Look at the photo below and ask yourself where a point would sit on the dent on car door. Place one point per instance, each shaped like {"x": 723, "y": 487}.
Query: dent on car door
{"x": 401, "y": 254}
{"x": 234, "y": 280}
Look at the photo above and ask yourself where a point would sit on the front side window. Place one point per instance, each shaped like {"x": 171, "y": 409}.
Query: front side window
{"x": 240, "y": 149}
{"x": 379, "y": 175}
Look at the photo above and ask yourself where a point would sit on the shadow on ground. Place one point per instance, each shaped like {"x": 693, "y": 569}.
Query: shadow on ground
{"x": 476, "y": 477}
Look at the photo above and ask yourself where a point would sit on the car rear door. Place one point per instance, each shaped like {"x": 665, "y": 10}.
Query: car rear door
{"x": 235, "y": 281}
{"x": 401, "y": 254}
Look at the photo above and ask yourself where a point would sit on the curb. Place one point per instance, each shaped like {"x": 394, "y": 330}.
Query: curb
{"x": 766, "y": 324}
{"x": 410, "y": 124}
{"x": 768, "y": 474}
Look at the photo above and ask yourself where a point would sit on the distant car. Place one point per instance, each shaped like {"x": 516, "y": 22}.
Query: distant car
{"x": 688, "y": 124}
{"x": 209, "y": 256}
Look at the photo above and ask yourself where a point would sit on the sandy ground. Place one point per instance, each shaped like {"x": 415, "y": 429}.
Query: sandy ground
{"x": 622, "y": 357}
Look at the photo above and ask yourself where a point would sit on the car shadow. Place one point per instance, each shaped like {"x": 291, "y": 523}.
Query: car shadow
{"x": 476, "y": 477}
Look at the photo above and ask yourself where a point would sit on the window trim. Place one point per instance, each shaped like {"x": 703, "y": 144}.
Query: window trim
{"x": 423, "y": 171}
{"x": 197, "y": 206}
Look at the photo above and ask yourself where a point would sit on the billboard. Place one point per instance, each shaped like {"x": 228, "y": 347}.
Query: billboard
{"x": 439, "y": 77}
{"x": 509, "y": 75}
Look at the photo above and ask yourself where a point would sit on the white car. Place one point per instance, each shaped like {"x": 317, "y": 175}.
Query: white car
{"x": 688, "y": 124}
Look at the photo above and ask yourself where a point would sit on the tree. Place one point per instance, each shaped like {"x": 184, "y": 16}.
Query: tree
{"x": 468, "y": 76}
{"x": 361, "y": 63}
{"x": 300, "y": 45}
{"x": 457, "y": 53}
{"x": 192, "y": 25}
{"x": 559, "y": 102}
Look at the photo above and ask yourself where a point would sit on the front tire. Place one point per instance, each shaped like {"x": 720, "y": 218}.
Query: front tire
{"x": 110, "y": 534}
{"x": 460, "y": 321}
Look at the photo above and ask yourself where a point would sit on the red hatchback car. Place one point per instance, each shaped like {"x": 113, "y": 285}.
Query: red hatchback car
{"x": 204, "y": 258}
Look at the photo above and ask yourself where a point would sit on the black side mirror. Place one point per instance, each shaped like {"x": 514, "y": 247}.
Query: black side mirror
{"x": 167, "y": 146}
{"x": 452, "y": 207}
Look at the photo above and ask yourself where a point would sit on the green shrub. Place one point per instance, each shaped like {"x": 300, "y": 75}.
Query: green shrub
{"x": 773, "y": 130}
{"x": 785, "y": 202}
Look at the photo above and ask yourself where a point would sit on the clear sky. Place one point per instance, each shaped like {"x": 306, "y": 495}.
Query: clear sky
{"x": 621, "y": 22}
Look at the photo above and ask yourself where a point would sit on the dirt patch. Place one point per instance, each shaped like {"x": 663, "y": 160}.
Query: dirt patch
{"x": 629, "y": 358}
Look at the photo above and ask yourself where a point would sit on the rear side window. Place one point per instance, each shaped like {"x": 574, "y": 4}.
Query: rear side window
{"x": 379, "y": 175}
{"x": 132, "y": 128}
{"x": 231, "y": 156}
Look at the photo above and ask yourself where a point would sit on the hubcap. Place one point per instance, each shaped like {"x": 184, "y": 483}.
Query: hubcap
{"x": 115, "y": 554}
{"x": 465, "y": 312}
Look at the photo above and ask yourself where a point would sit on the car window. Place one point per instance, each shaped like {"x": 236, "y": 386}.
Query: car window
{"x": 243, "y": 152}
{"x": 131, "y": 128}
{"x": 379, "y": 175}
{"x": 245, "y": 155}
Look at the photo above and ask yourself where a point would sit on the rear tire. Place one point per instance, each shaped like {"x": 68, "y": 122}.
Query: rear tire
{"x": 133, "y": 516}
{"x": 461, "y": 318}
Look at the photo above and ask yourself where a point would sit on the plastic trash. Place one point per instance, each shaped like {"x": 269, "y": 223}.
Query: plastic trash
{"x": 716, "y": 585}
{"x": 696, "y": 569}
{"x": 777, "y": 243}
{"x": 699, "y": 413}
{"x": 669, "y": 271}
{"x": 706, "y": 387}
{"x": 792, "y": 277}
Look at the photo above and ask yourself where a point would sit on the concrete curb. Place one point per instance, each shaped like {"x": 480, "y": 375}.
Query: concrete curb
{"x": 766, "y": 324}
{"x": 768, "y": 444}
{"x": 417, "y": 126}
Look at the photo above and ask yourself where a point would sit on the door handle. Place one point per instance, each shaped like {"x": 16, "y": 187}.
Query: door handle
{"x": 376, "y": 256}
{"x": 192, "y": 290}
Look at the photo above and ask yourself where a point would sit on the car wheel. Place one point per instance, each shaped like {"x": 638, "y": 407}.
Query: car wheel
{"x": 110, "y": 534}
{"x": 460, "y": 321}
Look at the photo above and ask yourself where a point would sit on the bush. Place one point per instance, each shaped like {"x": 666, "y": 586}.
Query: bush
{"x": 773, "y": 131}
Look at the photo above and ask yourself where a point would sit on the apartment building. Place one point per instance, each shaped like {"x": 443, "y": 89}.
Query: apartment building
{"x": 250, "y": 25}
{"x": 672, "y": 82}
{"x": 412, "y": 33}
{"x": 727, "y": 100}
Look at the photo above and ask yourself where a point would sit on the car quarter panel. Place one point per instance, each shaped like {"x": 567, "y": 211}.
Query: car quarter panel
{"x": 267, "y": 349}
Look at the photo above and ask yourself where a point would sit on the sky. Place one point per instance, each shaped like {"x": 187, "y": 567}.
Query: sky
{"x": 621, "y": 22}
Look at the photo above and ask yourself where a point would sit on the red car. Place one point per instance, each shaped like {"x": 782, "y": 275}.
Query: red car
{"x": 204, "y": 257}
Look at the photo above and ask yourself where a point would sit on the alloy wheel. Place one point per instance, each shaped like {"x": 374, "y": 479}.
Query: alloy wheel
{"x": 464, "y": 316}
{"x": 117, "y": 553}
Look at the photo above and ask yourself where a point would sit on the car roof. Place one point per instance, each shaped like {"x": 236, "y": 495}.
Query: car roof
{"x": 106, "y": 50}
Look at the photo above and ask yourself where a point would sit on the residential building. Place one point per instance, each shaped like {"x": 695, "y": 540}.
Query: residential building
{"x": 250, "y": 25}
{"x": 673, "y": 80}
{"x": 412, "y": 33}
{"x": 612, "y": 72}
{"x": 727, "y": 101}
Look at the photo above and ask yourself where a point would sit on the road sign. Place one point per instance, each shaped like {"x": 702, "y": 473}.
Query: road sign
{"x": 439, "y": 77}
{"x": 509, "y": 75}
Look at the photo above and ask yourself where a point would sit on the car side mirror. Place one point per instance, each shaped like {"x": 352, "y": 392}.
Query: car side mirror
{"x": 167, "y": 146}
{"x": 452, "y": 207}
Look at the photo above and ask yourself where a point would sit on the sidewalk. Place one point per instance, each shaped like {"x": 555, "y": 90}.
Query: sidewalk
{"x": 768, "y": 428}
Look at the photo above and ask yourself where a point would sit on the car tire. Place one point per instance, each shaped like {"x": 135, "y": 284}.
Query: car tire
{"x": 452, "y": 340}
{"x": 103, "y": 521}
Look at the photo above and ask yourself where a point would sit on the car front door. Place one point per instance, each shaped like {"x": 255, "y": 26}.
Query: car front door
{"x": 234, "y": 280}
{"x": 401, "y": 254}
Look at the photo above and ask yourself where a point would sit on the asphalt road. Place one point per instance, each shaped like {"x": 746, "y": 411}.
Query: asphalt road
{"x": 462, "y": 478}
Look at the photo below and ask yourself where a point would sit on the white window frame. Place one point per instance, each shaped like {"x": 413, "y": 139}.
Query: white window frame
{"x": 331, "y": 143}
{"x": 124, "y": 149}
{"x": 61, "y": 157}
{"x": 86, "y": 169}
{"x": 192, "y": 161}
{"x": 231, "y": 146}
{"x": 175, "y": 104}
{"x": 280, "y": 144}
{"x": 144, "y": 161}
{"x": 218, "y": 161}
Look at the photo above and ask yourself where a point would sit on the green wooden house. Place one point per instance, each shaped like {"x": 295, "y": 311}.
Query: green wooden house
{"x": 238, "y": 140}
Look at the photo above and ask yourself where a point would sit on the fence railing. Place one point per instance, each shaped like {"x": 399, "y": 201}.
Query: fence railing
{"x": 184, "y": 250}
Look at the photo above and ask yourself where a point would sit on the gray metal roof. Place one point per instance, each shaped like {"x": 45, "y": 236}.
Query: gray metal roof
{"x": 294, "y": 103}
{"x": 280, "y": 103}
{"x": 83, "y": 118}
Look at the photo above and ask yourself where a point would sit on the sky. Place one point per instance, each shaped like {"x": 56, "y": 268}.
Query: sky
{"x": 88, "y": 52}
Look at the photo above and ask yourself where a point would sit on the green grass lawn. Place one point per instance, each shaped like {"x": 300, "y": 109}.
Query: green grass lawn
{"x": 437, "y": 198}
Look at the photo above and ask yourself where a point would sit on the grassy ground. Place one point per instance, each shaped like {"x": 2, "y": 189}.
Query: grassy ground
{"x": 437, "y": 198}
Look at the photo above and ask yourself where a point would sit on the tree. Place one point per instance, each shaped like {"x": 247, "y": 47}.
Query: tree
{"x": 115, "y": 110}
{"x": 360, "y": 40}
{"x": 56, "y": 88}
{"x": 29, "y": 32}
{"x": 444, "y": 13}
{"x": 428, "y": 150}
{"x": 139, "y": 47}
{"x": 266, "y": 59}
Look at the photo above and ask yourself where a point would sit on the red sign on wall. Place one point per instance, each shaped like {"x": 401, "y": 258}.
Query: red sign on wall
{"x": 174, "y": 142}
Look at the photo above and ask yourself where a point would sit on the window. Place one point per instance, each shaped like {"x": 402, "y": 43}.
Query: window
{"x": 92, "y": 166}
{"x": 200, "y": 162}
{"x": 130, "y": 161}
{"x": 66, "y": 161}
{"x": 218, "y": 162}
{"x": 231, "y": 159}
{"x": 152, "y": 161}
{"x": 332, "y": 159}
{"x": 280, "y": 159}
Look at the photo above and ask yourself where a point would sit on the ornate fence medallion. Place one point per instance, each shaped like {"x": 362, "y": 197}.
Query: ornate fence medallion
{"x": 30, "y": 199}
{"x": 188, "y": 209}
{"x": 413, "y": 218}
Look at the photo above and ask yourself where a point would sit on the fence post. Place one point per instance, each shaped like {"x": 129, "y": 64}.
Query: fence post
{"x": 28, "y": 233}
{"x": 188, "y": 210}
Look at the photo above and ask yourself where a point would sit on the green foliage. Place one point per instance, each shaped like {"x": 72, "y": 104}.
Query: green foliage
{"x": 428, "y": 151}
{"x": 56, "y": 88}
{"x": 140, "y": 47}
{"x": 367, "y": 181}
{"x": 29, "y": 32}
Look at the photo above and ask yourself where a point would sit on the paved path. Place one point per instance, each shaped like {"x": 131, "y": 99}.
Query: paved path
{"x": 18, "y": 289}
────────
▶ _TASK PROMPT_
Please, from the entries above, set down exactly the lines from the one containing "Query: gray metal roof" through the one containing "the red sign", and only those.

▶ _EXERCISE RESPONSE_
Query: gray metal roof
{"x": 294, "y": 103}
{"x": 280, "y": 103}
{"x": 83, "y": 118}
Look at the photo above and ask yourself where a point would sit on the sky. Place one point per instance, each shaped like {"x": 56, "y": 268}.
Query: sky
{"x": 88, "y": 52}
Look at the photo above and ask yourself where a point would sit on the green grass lawn. Place one point per instance, each shaped like {"x": 300, "y": 109}.
Query: green grass lawn
{"x": 437, "y": 198}
Look at the photo above and ask yourself where a point would sit on the grassy ground. Place one point per instance, each shaped like {"x": 2, "y": 189}.
Query: grassy ground
{"x": 437, "y": 198}
Look at the photo above and ask yourself where a point would sit on the tree. Place one point per instance, each shaped like {"x": 247, "y": 47}.
Query: tree
{"x": 115, "y": 110}
{"x": 360, "y": 40}
{"x": 56, "y": 88}
{"x": 29, "y": 32}
{"x": 444, "y": 13}
{"x": 428, "y": 150}
{"x": 139, "y": 47}
{"x": 266, "y": 59}
Look at the photo above and ask yourself where a point would sit on the red sign on wall. Place one point per instance, each shaped like {"x": 401, "y": 258}.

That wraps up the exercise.